[Data for bounding box labeling]
◇ ◇ ◇
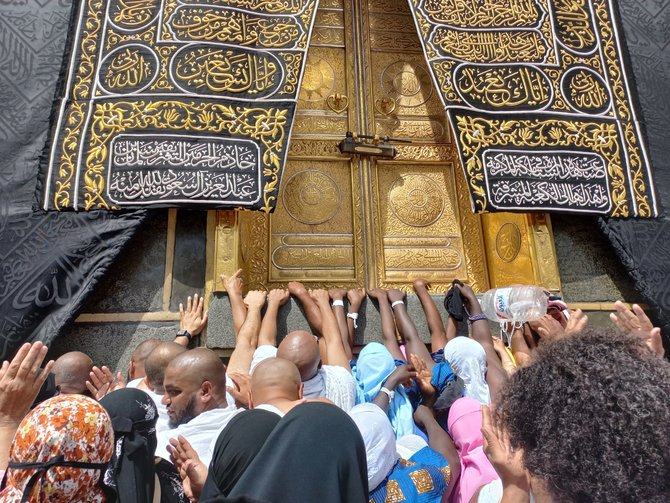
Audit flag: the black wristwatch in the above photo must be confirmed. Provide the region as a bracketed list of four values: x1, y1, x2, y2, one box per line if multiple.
[177, 330, 193, 341]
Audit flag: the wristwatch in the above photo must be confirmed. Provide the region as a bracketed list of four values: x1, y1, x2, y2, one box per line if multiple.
[379, 386, 395, 402]
[177, 330, 193, 341]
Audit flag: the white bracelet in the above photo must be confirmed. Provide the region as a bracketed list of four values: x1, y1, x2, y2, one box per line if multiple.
[379, 386, 395, 402]
[347, 313, 358, 328]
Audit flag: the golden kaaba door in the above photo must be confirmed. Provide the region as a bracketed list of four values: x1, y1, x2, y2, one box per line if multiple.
[210, 0, 560, 291]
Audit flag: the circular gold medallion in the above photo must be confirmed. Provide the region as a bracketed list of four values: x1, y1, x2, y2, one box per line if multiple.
[282, 170, 342, 225]
[389, 175, 444, 227]
[496, 222, 521, 262]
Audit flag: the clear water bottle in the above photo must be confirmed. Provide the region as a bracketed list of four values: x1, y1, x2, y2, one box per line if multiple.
[480, 285, 547, 323]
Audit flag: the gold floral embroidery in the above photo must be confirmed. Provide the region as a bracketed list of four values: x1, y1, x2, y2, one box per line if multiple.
[409, 468, 435, 494]
[384, 480, 407, 503]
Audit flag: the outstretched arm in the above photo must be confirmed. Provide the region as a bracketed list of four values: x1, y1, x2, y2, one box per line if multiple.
[347, 288, 365, 354]
[328, 288, 354, 360]
[174, 293, 207, 346]
[310, 290, 351, 370]
[388, 289, 435, 370]
[368, 288, 405, 360]
[221, 269, 247, 336]
[414, 279, 447, 351]
[372, 365, 416, 412]
[455, 284, 506, 403]
[167, 435, 208, 501]
[612, 300, 665, 358]
[0, 341, 54, 470]
[288, 281, 330, 337]
[228, 290, 266, 374]
[258, 289, 289, 346]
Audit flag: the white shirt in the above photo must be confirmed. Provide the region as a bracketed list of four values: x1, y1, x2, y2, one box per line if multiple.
[251, 345, 356, 412]
[156, 404, 243, 466]
[254, 403, 286, 417]
[143, 389, 170, 434]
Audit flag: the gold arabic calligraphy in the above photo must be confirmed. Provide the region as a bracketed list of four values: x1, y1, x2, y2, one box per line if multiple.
◇ ◇ ◇
:: Set task ::
Revise everything from the line containing "Audit flag: the white bracelet" down to the line containing "[384, 480, 407, 503]" so that "clear water bottle" becomes "plastic water bottle", and leave every other part of those lines unchanged.

:: Finished exercise ::
Audit flag: the white bracelet in the above photo must be confirmed. Provide the region as a bracketed list of four values: x1, y1, x2, y2, one box per line if multiple.
[379, 386, 395, 402]
[347, 313, 358, 328]
Audit flag: the golden kaaba door in the above photo must be confirmed. Provide the region as a bracketed list of four values: x1, y1, x2, y2, one box per line if multiple.
[210, 0, 560, 291]
Audit flag: the circular gold medallion in the above photo must be confirmed. Provide the region as a bracketed list of four values: x1, y1, x2, y2, one box per line if multiple.
[282, 170, 342, 225]
[389, 175, 444, 227]
[496, 222, 521, 262]
Audit flag: the plastic water bottle in the above photo must be confirmed. Provide the region as a bracketed list of four values: x1, y1, x2, y2, one box per line if multiple.
[480, 285, 547, 323]
Audit flag: the gold floral embroidery in the above photo must be confirmed. Provide the region as a bracketed list of four values: x1, y1, x2, y2, one box per line if multiple.
[409, 468, 435, 494]
[384, 480, 407, 503]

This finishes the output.